■ **Given instruction**
Reproduce verbatim the lines of the material below, starting at the line that contains "Curation task — class label: white shirt." and ending at the line that contains "[0,169,378,300]", with both of those lines included.

■ **Exercise material**
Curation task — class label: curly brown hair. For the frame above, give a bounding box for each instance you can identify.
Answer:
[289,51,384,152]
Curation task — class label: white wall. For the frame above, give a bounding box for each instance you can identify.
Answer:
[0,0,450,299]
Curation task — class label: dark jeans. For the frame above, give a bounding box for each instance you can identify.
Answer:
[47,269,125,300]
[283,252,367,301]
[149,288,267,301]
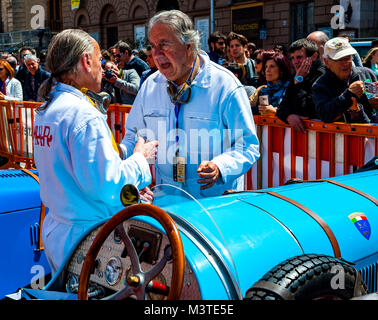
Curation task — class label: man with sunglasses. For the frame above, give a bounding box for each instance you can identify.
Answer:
[120,10,259,198]
[277,38,325,132]
[14,47,36,88]
[207,31,226,65]
[312,37,378,123]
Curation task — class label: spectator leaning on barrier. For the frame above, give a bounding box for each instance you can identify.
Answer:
[363,47,378,75]
[252,49,266,88]
[307,30,329,59]
[6,55,18,71]
[120,10,259,197]
[0,60,23,101]
[15,47,36,88]
[277,38,325,132]
[115,41,150,77]
[24,55,50,101]
[312,37,378,123]
[207,31,226,65]
[249,51,292,116]
[227,32,258,88]
[103,61,140,104]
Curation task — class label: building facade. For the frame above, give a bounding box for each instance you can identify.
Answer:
[0,0,378,50]
[62,0,378,49]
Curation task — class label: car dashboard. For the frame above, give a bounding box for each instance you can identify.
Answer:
[63,220,201,300]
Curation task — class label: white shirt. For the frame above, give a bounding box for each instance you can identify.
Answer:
[121,51,260,197]
[33,83,151,271]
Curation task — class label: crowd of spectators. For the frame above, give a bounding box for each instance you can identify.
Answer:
[0,31,378,125]
[208,31,378,125]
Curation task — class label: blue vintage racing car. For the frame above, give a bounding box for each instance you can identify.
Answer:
[0,169,378,300]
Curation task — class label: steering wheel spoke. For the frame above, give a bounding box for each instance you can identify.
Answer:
[144,246,171,284]
[117,223,142,274]
[78,204,185,300]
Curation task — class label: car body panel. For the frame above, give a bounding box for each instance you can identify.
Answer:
[0,170,378,300]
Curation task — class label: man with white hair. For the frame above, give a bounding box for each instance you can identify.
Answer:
[121,10,259,197]
[24,54,50,101]
[33,29,157,274]
[312,37,378,123]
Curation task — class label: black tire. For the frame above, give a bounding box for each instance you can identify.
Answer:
[244,254,367,300]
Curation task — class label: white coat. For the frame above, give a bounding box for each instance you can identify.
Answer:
[33,83,151,273]
[121,51,260,197]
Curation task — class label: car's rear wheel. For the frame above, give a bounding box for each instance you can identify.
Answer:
[245,254,367,300]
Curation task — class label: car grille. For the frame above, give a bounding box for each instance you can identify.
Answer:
[359,262,378,293]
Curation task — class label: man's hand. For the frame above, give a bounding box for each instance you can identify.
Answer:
[197,161,220,190]
[348,80,364,98]
[139,187,154,203]
[134,138,159,164]
[286,114,309,133]
[258,104,277,116]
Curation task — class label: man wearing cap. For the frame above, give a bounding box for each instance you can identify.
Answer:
[312,37,378,123]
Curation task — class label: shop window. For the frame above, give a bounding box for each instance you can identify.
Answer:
[290,1,315,42]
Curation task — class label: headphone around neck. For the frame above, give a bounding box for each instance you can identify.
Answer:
[167,56,198,104]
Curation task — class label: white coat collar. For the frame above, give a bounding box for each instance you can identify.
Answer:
[153,50,211,88]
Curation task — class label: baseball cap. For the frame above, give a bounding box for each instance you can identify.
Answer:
[324,37,357,60]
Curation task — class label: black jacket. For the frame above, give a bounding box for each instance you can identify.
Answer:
[277,59,325,123]
[23,66,50,101]
[312,67,378,123]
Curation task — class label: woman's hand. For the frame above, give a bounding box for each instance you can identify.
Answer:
[259,104,277,116]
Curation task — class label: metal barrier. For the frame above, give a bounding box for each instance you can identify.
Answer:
[0,101,40,169]
[246,116,378,190]
[0,101,378,190]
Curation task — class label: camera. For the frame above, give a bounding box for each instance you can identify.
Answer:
[105,69,114,79]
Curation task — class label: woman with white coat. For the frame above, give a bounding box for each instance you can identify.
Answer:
[0,60,23,101]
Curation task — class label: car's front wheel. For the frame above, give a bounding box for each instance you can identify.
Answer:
[245,254,367,300]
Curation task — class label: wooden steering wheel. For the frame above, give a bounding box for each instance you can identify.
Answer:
[78,204,185,300]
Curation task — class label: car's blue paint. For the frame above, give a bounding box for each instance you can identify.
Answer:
[0,170,378,299]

■ **Answer to the exercise**
Curation task — class label: white shirt. For the frame above, give a bounding box for each instance you can identify.
Answer:
[121,51,260,197]
[33,83,151,271]
Curation task — class label: crowd of spectators. For the frame above, give a bounding box for each instance you can identify.
Answer:
[0,31,378,125]
[208,31,378,125]
Curation task — class label: blue vintage racing car. For the frame above, give a bounding box for each instance you can identify.
Answer:
[0,169,378,300]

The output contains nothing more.